### Provided data

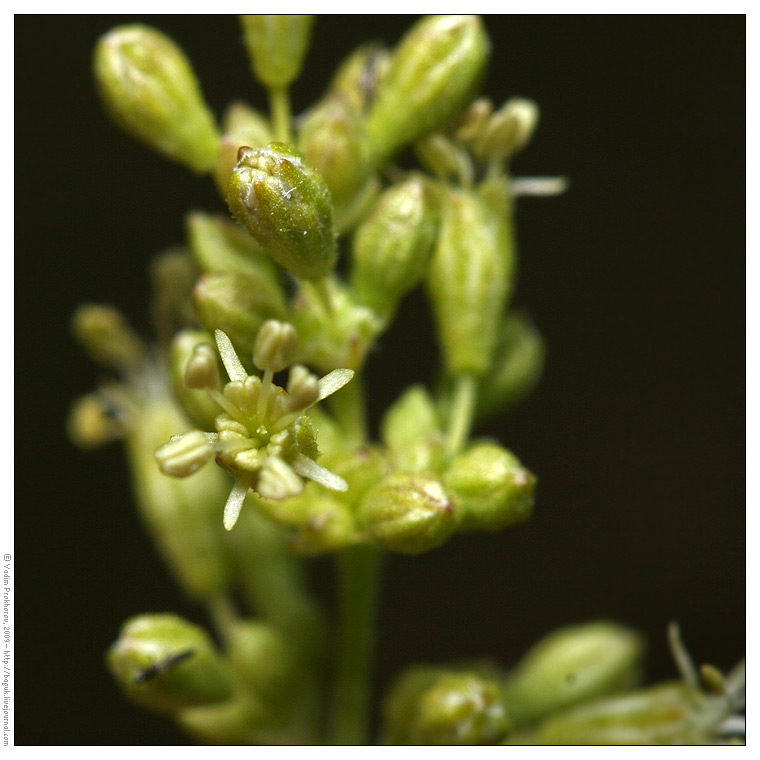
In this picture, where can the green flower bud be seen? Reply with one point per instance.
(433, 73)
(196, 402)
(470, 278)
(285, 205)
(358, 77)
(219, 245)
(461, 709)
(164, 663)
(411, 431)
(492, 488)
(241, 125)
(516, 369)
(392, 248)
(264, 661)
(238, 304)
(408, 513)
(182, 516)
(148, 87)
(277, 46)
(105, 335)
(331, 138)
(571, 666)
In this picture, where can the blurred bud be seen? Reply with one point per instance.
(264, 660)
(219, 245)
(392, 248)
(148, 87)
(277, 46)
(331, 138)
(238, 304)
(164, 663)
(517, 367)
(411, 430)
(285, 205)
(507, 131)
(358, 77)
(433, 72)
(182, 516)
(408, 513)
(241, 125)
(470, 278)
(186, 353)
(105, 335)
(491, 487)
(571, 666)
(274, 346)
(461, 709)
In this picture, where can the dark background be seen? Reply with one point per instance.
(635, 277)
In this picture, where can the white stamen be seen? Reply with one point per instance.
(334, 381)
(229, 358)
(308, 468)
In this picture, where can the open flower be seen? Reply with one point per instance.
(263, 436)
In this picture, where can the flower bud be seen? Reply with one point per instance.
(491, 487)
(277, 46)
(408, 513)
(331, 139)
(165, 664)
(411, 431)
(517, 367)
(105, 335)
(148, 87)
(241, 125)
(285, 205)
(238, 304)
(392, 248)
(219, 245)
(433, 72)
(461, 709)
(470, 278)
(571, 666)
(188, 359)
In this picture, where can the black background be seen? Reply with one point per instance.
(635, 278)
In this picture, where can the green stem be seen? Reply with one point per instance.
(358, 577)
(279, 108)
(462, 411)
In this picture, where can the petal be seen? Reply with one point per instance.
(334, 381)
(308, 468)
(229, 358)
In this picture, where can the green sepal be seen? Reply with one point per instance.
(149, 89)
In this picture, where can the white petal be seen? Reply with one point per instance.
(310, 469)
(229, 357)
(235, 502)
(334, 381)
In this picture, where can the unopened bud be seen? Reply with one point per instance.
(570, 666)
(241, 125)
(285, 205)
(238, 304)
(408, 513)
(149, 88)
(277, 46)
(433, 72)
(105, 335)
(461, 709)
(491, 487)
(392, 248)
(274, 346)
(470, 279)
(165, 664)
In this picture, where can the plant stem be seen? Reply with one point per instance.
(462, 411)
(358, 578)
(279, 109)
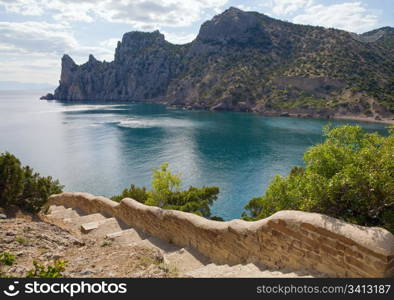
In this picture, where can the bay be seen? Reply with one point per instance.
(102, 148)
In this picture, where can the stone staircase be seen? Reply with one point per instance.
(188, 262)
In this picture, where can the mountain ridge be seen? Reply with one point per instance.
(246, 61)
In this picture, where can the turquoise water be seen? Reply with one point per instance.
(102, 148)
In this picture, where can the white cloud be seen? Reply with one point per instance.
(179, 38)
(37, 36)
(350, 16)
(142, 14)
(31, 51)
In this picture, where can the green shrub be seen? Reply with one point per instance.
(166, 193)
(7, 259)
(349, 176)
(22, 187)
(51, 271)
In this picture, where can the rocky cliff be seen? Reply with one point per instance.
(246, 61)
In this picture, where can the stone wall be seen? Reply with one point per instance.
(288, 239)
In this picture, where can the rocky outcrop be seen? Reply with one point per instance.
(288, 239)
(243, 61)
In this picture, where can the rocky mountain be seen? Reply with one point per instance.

### What is expected
Copy out again, word for word, every line of the items above from the line containing "In this picture, where can the stone wall" through the final line of the items, inclusive.

### Output below
In this picture, where can the stone wall be seen? Reply with one point per instance.
(288, 239)
In this picture, where can the rocky outcrop be seen? Reply with one point per instance.
(288, 239)
(243, 61)
In this picture, where can the rocky mountain be seen? Reply with one point per instance.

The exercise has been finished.